Stored dataset items
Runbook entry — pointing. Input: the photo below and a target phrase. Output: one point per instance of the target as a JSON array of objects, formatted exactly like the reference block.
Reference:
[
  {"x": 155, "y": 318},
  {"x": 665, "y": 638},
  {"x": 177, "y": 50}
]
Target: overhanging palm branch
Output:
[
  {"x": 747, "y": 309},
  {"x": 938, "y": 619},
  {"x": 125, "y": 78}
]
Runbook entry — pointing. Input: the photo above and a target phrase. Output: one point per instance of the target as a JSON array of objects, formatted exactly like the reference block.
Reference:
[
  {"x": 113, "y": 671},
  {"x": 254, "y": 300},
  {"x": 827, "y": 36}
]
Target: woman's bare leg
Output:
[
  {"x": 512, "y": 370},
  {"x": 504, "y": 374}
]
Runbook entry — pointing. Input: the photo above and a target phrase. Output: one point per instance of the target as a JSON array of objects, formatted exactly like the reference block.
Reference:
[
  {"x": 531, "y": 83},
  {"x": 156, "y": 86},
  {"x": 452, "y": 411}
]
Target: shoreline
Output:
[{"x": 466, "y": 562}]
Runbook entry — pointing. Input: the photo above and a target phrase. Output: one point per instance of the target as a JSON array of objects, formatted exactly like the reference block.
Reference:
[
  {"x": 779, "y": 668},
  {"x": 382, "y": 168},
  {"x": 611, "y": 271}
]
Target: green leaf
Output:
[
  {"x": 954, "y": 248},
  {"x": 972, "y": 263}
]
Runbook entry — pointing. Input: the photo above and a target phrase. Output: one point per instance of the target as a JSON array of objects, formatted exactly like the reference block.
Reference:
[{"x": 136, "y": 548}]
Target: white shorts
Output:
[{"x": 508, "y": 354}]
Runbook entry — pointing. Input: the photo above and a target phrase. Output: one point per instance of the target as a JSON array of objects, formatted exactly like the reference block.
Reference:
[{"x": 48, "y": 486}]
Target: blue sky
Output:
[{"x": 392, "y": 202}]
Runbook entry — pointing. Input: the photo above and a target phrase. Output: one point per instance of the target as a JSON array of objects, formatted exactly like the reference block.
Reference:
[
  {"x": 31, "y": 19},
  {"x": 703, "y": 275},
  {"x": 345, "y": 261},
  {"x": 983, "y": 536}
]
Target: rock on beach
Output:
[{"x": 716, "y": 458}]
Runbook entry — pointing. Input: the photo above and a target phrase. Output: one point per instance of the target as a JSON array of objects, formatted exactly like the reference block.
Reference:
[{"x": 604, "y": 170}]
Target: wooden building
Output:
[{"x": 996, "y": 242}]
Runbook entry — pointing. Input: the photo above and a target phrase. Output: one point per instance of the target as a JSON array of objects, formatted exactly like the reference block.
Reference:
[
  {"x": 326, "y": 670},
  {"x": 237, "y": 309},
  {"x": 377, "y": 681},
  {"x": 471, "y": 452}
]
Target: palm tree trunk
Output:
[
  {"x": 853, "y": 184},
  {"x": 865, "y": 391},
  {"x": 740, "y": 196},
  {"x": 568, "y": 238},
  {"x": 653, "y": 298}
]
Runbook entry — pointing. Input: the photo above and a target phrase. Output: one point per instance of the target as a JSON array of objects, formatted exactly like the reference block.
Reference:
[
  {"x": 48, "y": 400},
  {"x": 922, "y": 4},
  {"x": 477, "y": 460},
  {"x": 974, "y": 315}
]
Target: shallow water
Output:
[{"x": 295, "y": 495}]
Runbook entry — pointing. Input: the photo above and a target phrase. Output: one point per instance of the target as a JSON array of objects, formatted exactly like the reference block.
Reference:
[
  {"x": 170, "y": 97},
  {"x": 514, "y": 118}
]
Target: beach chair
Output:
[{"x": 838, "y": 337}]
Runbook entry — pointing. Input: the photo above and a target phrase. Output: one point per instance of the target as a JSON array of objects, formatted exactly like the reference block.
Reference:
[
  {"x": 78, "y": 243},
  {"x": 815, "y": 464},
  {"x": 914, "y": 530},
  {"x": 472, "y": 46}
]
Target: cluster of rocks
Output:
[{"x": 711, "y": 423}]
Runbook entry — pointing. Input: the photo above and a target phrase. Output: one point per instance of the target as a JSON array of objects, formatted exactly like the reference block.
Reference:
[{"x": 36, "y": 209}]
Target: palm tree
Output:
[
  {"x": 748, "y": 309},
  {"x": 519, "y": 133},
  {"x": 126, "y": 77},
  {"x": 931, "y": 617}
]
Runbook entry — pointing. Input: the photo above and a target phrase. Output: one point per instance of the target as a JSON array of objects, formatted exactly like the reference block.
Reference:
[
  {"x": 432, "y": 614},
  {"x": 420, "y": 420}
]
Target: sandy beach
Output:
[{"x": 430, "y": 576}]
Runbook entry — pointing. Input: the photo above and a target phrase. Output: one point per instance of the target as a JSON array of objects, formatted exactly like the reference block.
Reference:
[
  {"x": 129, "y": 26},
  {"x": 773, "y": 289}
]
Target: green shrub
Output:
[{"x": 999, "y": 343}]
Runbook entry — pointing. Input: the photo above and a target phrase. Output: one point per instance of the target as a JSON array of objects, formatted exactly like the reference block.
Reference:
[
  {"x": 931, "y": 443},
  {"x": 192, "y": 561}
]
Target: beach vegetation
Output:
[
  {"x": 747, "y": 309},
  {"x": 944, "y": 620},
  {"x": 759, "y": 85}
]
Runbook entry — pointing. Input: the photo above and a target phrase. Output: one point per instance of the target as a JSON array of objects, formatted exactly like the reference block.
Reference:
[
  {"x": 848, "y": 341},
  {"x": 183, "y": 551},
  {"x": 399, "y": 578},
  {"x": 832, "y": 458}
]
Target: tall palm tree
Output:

▶ **Task instructions**:
From the first line down to the last, give the records again exactly.

▶ **Answer section**:
Runbook entry — pointing. Input: the photo below and a target phrase. Output: one point per instance of the target as a JSON array of objects, formatted exactly like the reference block.
Reference:
[
  {"x": 155, "y": 318},
  {"x": 665, "y": 638},
  {"x": 177, "y": 50}
]
Target: overhanging palm branch
Output:
[
  {"x": 747, "y": 309},
  {"x": 938, "y": 619},
  {"x": 125, "y": 78}
]
Runbook entry — pointing. Input: the photo above and a target phrase. Output: one point per instance of the target as a JSON array of objects, formatted exactly like the reference block.
Reference:
[
  {"x": 113, "y": 671},
  {"x": 254, "y": 300},
  {"x": 827, "y": 36}
]
Target: woman's bare leg
Output:
[
  {"x": 512, "y": 370},
  {"x": 504, "y": 374}
]
Runbook entry — pointing. Input: the photo above and a target phrase. Output: one point per instance of the target as a JSON array of objects, formatted exactly like the reference block.
Reference:
[
  {"x": 531, "y": 83},
  {"x": 156, "y": 86},
  {"x": 452, "y": 411}
]
Target: shoreline
Output:
[{"x": 466, "y": 562}]
Runbook entry — pointing. Input: the photo above and a target phrase. Output: one point per instance of the target as a JSON array of objects, formatted exactly like the reference block.
Reference:
[
  {"x": 779, "y": 668},
  {"x": 382, "y": 168},
  {"x": 611, "y": 271}
]
Target: green leaf
Output:
[
  {"x": 954, "y": 248},
  {"x": 972, "y": 263}
]
Runbook entry — pointing. Input: the photo above and a target phrase. Output: one point per instance of the target as a JSON array of objects, formatted exactly like the reference block.
Reference:
[{"x": 136, "y": 548}]
Target: white shorts
Output:
[{"x": 508, "y": 354}]
Runbook entry — pointing. Input: the photo above and a target phrase. Output: one point per instance of the target as a JSON array of objects, formatted exactly like the reference block.
Reference:
[{"x": 48, "y": 486}]
Target: blue sky
Output:
[{"x": 392, "y": 202}]
Runbook entry — pointing. Input: the photo above and a target phrase. Output: one point per instance of the target as a JSON array of objects, formatted exactly like the reference block.
Reference:
[
  {"x": 31, "y": 19},
  {"x": 703, "y": 275},
  {"x": 345, "y": 261},
  {"x": 983, "y": 536}
]
Target: rock on beach
Output:
[{"x": 716, "y": 458}]
Runbook entry — pointing. Input: the photo above and a target phrase. Output: one point per instance of the target as a JSON array of objects, formatted exactly like the reference block.
Reference:
[{"x": 604, "y": 170}]
Target: wooden building
Output:
[{"x": 996, "y": 242}]
Runbook entry — pointing. Input: the photo above and a target phrase. Output: one point per instance of the target as a JSON array of objects, formatted exactly like the reference block.
Reference:
[
  {"x": 326, "y": 670},
  {"x": 237, "y": 309},
  {"x": 377, "y": 681},
  {"x": 471, "y": 452}
]
Target: palm tree trunk
Output:
[
  {"x": 853, "y": 184},
  {"x": 865, "y": 391},
  {"x": 740, "y": 196},
  {"x": 568, "y": 238},
  {"x": 653, "y": 298}
]
Runbook entry — pointing. Input: the photo above and a target phrase. Output: one point per instance of the target as a JSON array of objects, formatted exactly like the reference block.
Reference:
[
  {"x": 48, "y": 400},
  {"x": 922, "y": 4},
  {"x": 477, "y": 460},
  {"x": 974, "y": 315}
]
Target: shallow water
Output:
[{"x": 295, "y": 495}]
Runbook entry — pointing. Input: the photo above and a target phrase. Output: one point per instance of the target as a JSON array of objects, formatted exactly like the reference block.
Reference:
[
  {"x": 170, "y": 97},
  {"x": 514, "y": 118}
]
Target: beach chair
Output:
[{"x": 838, "y": 337}]
Runbook entry — pointing. Input: the photo above and a target phrase. Output: one point per instance of the target as a JSON array of objects, formatted exactly like the reference block.
Reference:
[
  {"x": 78, "y": 243},
  {"x": 815, "y": 464},
  {"x": 914, "y": 530},
  {"x": 472, "y": 46}
]
Target: cluster of rocks
Output:
[{"x": 711, "y": 423}]
Runbook entry — pointing. Input: the photo above and a target phrase. Output: one point per instance of the target as a JSON array of objects, formatted exactly like the reference block.
Reference:
[{"x": 36, "y": 209}]
Target: palm tree
Output:
[
  {"x": 748, "y": 309},
  {"x": 519, "y": 133},
  {"x": 126, "y": 77},
  {"x": 931, "y": 617}
]
Runbook entry — pointing. Input: the photo above and a target phrase. Output: one point per instance of the target as a JSON array of objects, formatted exactly like the reference block.
Reference:
[
  {"x": 432, "y": 614},
  {"x": 420, "y": 420}
]
Target: sandy beach
Output:
[{"x": 430, "y": 576}]
Runbook entry — pointing. Input: the photo above and a target phrase. Output: one point per instance of the target as a JSON array of objects, formatted exactly like the reference block.
Reference:
[
  {"x": 129, "y": 26},
  {"x": 773, "y": 289}
]
Target: green shrub
Output:
[{"x": 999, "y": 343}]
Runbook entry — pointing. Input: the photo above and a target phrase. Output: one point per instance of the target as a JSON array of objects, formatted exactly like the reference block.
Reference:
[
  {"x": 931, "y": 443},
  {"x": 192, "y": 561}
]
Target: beach vegetation
Output:
[
  {"x": 747, "y": 309},
  {"x": 944, "y": 620},
  {"x": 759, "y": 85}
]
Runbook entry — pointing. Input: the photo above and a target phrase. Output: one point per instance of the target as a JSON array of objects, formatted exactly like the reference block.
Reference:
[
  {"x": 848, "y": 341},
  {"x": 183, "y": 551},
  {"x": 399, "y": 578},
  {"x": 832, "y": 458}
]
Target: tall palm tree
Output:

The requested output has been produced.